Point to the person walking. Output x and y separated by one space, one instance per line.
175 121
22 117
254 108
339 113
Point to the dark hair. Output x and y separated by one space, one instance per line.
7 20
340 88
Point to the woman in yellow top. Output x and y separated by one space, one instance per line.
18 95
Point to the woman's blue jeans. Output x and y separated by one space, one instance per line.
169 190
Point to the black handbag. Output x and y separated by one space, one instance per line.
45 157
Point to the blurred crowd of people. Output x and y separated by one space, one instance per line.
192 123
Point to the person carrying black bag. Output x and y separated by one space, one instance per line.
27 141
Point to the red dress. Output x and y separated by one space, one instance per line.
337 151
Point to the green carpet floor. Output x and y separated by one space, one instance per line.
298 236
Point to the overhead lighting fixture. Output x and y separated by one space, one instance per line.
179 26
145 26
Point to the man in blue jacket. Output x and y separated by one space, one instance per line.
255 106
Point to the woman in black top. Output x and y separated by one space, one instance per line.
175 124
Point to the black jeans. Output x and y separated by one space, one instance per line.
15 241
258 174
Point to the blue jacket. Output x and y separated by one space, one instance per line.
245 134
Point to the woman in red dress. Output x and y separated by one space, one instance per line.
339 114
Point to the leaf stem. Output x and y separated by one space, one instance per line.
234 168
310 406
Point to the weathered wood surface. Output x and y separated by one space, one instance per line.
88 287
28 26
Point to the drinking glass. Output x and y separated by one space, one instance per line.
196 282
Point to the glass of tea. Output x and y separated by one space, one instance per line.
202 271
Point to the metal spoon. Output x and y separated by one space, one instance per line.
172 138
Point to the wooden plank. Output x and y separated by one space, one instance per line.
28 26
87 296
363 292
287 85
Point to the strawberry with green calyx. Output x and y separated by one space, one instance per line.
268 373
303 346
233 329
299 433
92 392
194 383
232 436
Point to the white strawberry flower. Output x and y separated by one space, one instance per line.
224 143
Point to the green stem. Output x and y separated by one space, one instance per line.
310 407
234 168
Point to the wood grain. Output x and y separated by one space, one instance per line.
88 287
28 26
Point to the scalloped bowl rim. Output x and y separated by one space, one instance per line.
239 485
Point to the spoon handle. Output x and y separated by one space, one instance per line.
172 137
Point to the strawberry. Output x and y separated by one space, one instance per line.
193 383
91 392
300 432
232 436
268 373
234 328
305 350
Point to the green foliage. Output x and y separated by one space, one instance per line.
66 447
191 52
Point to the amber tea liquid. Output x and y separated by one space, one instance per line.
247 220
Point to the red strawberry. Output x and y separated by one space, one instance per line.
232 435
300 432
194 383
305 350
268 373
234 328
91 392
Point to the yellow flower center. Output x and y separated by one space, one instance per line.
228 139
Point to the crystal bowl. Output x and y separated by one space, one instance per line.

» The problem
Restate the whole listing word for word so that no line differs from the original.

» Task answer
Point to the person walking. Output x and y separated by one space, one instance per line.
175 121
22 117
254 108
339 113
Point to the dark hair. Output x and y separated by one space, one instance per line.
7 20
340 88
Point to the woman in yellow top. Output x and y separated by one space, one instance per line.
18 95
Point to the woman's blue jeans. Output x and y separated by one space, one instance per line.
169 190
Point to the black handbag. Output x and y separated by one space, one instance per line.
45 157
Point to the blurred crowd of people. Output x and y separated by one space, one instance per line.
192 123
Point to the person carrying black bag. Output x and y separated by one space, one instance per line.
27 141
Point to the red dress. Output x and y separated by one space, one instance per line.
337 151
Point to the green carpet floor. Output x and y separated by one space, one instance per line.
298 236
Point to the overhead lighting fixture. Output x and y separated by one space, one instance per line.
179 26
145 26
Point to the man in blue jacket. Output x and y separated by one space, one instance per line.
255 106
Point to the woman in black top. Output x and y separated by one space, one instance per line.
175 124
Point to the black jeans. Output x and y separated by one space, one instance per line.
15 241
258 174
Point to the blue jacket. Output x and y separated by one space, one instance per line.
245 134
Point to the woman in red dress. Output x and y separated by one space, one instance per line.
339 114
Point to the leaf stem. Output x and y separated by one space, one instance per line.
234 168
310 406
Point to the weathered wood surface. Output x and y separated by one space, one instance per line.
88 287
28 26
Point to the drinking glass. Output x and y separated by one space, one instance per line.
196 282
Point to the glass of tea. Output x and y separated by one space, one instance per line.
202 271
Point to the metal spoon. Output x and y separated by one space, one instance per line.
172 138
Point to the wooden plank. Output x and y separated by one space, one instance per line.
28 26
87 296
363 292
287 85
Point to the strawberry with green calyx. Output x and y separated by one space, one instance per line.
268 373
303 346
233 329
299 433
92 392
194 383
232 436
Point to the white strawberry flower. Output x and y separated by one space, one instance per line.
224 143
Point to the green stem. Output x and y separated by one space, one instance per line.
310 407
234 168
Point to the wood grain. Output x and y separated by one space, one instance per line.
88 287
28 26
Point to the scalloped bowl rim. Output x and y separated by one space, one instance per line.
239 485
Point to the spoon handle. Output x and y separated by one space, one instance per line.
172 137
Point to the strawberry. Output x and y separated by one space, one instance per line.
193 383
91 392
300 432
232 436
268 373
234 328
305 350
Point to the green foliage. Output x and y separated by one space, one instance per line.
66 447
191 52
Point to the amber tea liquid. Output x and y separated by one space, one instance per line.
247 220
Point to the red strawberry. Output x and y separated by one space, one instance per line.
232 435
300 432
194 383
305 350
268 373
234 328
91 392
Point to the yellow flower center. Output x and y separated by one space, one instance per line.
228 139
Point to the crystal bowl. Output x and y separated by one space, one instance per line.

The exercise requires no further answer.